• **Source passage**:

==================================================

According to the latest edition of Arcane Research, the entire market appears to be stabilizing even though there’s still some uncertainty left.
Having said that, all eyes are on DCG’s next steps, which can further intensify downward price action.
Bitcoin Volatility Nearing 30-Months Low
Bitcoin’s current price action was defined as stale as its volatility slumbered toward rare lows. Data suggested that the largest coin’s 7-day volatility reached lows not seen for two and half years as it plunged to 0.7%.
The current numbers were only visited once since February 2019 – during the stagnant markets of July 2020.
Meanwhile, the 30-day volatility also follows a similar trend as it currently hovered near 1.4% and coincided with levels that were briefly touched before the FTX collapse in early November. In fact, the figure has only been lower on seven occasions since February 2019. Arcane suggested that these periods of low volatility rarely last for long. As such, volatility compression periods tend to be followed by sharp moves, even during dull markets.
In addition to the dwindling lack of price movements, Bitcoin’s spot volumes are also drying up. The futures market, on the other hand, was observed to be reigning in a flat regime.
“The entire market is generally stabilizing, accompanied by apathetic market participation. Closed US markets are likely the core reason behind the dull price action of late, but it’s also been exaggerated by a general exodus of active retail participation and few important news catalysts.”

==================================================

• **Exercise instructions**:
A) Answer these from the Bitcoin volatility article:
(i) What level did Bitcoin's 7-day volatility plunge to?
(ii) Near what level was the 30-day volatility hovering?
(iii) What does the article call likely the core reason behind the recent dull price action?
B) From the Bitcoin volatility article, write out the part that opens with the words containing "Having said that, all" and closes with "plunged to 0.7%.".

==================================================

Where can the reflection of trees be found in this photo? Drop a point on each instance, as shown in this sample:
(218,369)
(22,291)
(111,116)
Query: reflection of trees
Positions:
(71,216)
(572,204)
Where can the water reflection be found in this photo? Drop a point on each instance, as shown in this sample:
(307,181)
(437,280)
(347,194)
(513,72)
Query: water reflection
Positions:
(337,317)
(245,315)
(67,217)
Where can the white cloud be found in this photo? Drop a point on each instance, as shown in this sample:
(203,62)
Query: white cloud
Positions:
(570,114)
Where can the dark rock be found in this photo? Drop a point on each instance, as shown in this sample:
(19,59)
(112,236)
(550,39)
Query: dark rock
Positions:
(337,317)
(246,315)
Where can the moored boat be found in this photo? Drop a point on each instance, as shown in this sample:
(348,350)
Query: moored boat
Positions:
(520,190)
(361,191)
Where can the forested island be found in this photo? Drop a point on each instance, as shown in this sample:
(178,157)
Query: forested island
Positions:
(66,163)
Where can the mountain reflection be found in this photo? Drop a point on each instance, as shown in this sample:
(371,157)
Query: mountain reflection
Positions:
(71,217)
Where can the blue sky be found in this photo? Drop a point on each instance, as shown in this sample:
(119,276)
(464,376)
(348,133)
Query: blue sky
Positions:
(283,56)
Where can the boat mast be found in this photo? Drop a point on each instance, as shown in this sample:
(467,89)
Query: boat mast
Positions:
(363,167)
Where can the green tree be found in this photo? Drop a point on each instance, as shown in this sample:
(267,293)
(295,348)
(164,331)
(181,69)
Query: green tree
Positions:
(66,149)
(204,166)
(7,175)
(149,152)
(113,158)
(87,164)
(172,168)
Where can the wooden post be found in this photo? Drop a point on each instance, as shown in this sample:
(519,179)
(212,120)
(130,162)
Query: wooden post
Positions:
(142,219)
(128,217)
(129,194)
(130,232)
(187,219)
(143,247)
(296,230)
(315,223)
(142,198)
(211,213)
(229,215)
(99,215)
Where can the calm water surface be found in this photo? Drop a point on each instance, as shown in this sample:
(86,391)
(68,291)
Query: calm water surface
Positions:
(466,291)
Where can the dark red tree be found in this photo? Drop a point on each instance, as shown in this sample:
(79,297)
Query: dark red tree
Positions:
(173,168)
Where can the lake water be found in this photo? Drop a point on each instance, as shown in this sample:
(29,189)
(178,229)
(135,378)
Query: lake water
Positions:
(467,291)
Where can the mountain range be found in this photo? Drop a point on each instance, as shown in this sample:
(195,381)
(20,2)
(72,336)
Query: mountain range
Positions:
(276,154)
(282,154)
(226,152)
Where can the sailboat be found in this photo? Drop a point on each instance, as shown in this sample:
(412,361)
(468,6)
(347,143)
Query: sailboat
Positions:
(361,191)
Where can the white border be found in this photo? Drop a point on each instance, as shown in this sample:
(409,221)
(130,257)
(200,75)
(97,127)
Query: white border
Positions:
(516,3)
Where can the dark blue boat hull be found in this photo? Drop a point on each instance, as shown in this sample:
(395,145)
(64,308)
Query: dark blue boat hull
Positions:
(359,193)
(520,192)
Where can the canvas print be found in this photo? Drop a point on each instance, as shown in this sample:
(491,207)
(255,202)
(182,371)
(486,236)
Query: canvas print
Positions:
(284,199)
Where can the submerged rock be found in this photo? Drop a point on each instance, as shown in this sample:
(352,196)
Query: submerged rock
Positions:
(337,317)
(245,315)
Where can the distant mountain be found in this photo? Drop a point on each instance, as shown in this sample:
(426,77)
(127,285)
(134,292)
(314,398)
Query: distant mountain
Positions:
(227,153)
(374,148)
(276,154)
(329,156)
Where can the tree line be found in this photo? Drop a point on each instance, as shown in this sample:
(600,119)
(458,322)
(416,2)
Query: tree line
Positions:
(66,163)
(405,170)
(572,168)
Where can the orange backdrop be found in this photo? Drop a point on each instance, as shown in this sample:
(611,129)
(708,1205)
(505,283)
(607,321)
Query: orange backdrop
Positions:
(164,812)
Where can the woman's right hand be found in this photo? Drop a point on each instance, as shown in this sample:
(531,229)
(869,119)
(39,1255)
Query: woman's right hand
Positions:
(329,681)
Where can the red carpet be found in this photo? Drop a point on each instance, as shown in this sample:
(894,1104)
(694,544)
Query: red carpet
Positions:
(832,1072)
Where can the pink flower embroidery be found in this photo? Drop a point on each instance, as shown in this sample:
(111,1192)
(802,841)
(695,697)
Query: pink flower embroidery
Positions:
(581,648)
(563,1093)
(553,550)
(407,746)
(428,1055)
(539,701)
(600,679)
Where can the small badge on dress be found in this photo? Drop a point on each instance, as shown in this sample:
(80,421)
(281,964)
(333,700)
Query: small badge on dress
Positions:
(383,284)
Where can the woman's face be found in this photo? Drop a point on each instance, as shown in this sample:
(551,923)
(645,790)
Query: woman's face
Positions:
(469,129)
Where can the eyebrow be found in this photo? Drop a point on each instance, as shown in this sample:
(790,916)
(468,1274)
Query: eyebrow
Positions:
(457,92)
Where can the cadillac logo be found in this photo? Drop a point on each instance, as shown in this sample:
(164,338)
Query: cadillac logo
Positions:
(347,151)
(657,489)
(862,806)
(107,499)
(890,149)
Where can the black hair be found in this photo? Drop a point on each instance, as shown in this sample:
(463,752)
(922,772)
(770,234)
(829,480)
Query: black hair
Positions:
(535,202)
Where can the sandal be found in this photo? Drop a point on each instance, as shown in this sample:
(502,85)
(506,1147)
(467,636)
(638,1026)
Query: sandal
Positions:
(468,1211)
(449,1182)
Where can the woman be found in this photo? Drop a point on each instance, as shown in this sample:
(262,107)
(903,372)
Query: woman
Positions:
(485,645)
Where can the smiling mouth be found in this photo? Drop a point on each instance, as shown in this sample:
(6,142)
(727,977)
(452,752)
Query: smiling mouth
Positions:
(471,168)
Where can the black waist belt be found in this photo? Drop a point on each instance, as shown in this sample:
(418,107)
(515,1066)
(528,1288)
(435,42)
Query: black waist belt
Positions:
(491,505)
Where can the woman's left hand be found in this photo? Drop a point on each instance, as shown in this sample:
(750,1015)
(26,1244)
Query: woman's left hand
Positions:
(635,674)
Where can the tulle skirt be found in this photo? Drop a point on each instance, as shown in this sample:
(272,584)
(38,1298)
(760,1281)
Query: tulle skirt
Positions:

==================================================

• **Outputs for the tasks**:
A)
(i) 0.7%
(ii) Near 1.4%
(iii) Closed US markets

B)
Having said that, all eyes are on DCG’s next steps, which can further intensify downward price action.
Bitcoin Volatility Nearing 30-Months Low
Bitcoin’s current price action was defined as stale as its volatility slumbered toward rare lows. Data suggested that the largest coin’s 7-day volatility reached lows not seen for two and half years as it plunged to 0.7%.